- PROMPT -
Your answer must hold only the lines below from the line containing "Would you mind pointing out the white cloth" through the line containing "Would you mind pointing out the boy's mouth", each reproduced exactly.

====== SUPPLIED RECORDS ======

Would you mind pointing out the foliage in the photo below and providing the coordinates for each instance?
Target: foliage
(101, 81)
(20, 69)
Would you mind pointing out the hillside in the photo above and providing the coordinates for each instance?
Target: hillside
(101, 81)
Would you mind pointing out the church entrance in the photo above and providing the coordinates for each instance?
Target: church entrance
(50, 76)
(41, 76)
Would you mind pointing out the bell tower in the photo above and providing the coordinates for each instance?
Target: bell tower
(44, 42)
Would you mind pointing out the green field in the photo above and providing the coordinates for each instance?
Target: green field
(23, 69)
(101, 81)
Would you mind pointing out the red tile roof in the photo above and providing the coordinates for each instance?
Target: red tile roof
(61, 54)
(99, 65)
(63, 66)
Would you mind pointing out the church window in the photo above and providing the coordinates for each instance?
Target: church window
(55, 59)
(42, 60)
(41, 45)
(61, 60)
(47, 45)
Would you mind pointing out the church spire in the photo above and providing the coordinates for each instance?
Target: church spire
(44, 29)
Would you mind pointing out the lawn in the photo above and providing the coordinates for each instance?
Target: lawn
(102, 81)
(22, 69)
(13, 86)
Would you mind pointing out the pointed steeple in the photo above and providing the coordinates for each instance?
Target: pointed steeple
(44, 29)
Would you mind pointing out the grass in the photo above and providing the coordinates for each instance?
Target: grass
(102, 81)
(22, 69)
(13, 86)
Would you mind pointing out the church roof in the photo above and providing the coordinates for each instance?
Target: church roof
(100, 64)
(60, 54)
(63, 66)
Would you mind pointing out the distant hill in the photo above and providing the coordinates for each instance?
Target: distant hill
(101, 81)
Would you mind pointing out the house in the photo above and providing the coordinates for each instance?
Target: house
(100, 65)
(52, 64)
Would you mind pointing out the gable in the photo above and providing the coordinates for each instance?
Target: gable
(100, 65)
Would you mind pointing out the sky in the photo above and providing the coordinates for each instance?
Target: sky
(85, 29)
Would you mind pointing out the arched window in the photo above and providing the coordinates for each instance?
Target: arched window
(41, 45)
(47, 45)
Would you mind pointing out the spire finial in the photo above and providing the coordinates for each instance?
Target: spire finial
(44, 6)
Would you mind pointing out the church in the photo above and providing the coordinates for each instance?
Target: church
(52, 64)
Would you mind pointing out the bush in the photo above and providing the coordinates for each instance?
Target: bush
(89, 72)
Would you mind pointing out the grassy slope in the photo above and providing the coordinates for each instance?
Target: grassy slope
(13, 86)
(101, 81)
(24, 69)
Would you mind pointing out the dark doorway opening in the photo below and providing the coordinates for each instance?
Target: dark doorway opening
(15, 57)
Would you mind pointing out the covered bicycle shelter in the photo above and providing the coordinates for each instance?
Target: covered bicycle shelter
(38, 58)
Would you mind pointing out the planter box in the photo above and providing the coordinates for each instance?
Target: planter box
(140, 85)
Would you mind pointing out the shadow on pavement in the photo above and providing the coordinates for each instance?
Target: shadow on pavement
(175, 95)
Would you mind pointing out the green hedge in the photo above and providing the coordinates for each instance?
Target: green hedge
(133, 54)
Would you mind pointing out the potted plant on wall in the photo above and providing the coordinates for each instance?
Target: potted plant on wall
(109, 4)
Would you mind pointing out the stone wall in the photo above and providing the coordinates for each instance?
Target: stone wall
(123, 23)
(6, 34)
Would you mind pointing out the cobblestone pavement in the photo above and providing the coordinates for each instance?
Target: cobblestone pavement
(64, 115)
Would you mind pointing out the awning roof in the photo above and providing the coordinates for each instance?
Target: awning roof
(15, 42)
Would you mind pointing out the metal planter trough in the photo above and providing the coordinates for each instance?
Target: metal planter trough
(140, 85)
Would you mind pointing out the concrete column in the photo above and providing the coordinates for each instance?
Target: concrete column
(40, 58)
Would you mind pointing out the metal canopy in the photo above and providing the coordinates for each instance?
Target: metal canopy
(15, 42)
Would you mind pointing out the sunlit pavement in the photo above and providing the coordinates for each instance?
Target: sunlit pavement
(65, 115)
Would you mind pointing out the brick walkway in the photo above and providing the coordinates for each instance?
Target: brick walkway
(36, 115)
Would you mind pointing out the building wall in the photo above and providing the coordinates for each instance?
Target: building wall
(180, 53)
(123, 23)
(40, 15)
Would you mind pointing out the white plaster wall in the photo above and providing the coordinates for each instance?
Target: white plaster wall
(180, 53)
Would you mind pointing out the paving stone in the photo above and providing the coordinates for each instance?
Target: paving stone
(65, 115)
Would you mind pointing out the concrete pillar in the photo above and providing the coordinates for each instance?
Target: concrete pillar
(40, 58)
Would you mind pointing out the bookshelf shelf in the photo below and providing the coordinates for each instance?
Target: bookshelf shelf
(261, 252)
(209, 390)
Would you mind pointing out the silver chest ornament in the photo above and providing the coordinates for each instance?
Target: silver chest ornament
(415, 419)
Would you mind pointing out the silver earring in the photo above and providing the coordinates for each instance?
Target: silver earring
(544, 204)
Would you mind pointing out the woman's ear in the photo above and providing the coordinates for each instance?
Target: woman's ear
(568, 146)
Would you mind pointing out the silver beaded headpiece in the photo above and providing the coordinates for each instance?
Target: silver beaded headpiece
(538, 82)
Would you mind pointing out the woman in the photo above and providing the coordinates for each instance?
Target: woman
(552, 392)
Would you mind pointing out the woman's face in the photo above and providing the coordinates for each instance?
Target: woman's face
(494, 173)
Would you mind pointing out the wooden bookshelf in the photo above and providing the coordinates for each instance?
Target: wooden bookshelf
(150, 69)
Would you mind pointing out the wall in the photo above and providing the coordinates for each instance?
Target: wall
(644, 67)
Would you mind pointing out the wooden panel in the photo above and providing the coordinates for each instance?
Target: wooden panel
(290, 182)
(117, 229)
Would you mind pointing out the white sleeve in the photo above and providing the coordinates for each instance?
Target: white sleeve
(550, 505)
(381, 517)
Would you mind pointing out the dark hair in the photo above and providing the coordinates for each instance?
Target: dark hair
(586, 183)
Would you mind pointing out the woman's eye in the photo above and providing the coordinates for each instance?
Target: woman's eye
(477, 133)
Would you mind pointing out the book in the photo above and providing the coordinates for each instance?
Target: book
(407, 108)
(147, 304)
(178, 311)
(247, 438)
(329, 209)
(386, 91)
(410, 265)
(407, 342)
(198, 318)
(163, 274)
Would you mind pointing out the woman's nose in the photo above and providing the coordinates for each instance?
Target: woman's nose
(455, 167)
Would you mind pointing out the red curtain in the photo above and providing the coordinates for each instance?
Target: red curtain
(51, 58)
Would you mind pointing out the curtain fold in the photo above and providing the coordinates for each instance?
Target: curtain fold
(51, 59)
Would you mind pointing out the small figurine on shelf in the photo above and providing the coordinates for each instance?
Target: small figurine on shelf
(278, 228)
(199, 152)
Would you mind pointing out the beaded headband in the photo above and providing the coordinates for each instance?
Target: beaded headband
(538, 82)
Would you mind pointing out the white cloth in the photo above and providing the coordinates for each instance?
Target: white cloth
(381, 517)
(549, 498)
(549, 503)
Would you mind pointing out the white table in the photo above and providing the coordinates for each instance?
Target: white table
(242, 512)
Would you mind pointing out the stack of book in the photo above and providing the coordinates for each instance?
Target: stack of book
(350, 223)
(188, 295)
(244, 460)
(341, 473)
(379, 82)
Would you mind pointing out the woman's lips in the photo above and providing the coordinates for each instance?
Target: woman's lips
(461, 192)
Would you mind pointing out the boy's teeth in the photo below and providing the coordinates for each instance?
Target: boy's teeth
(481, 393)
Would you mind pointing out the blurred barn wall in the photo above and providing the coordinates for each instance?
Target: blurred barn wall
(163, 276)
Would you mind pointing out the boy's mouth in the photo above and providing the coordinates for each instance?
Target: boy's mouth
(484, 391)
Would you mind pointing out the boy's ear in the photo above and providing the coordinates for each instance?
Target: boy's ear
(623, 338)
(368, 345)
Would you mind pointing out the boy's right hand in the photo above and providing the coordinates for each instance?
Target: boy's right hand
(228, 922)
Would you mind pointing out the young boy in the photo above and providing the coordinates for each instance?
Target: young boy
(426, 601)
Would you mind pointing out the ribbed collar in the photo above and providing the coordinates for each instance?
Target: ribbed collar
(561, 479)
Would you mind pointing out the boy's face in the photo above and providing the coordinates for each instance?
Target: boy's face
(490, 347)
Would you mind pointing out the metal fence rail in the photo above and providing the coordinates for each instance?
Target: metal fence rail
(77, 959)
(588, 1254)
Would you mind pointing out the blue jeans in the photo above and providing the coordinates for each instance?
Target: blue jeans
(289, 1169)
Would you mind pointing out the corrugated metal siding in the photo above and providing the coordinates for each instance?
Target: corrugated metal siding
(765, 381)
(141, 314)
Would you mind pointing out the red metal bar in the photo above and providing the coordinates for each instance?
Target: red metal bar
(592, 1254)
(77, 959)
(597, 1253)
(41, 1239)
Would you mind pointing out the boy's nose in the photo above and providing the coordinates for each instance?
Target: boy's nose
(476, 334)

======

- SOLVED PROBLEM -
Would you mind pointing out the white cloth in the photo above and providing the coordinates for each instance?
Target: white cloth
(381, 517)
(549, 498)
(549, 503)
Would you mind pointing out the white table in the photo above and providing the coordinates for each instance?
Target: white table
(242, 512)
Would you mind pointing out the stack of book in the photo above and providing the coordinates for each instance?
Target: stack of book
(350, 223)
(188, 295)
(244, 460)
(341, 473)
(379, 82)
Would you mind pointing out the woman's lips in the photo above and providing the coordinates for each instance?
Target: woman's lips
(461, 192)
Would you mind pointing out the boy's teeth in the photo below and providing the coordinates for each instance?
Target: boy's teeth
(481, 393)
Would you mind pointing out the blurred barn wall in the photo above and providing the coordinates for each instance?
Target: blurred barn wall
(163, 276)
Would you mind pointing out the boy's mouth in the photo above and providing the coordinates for each instance?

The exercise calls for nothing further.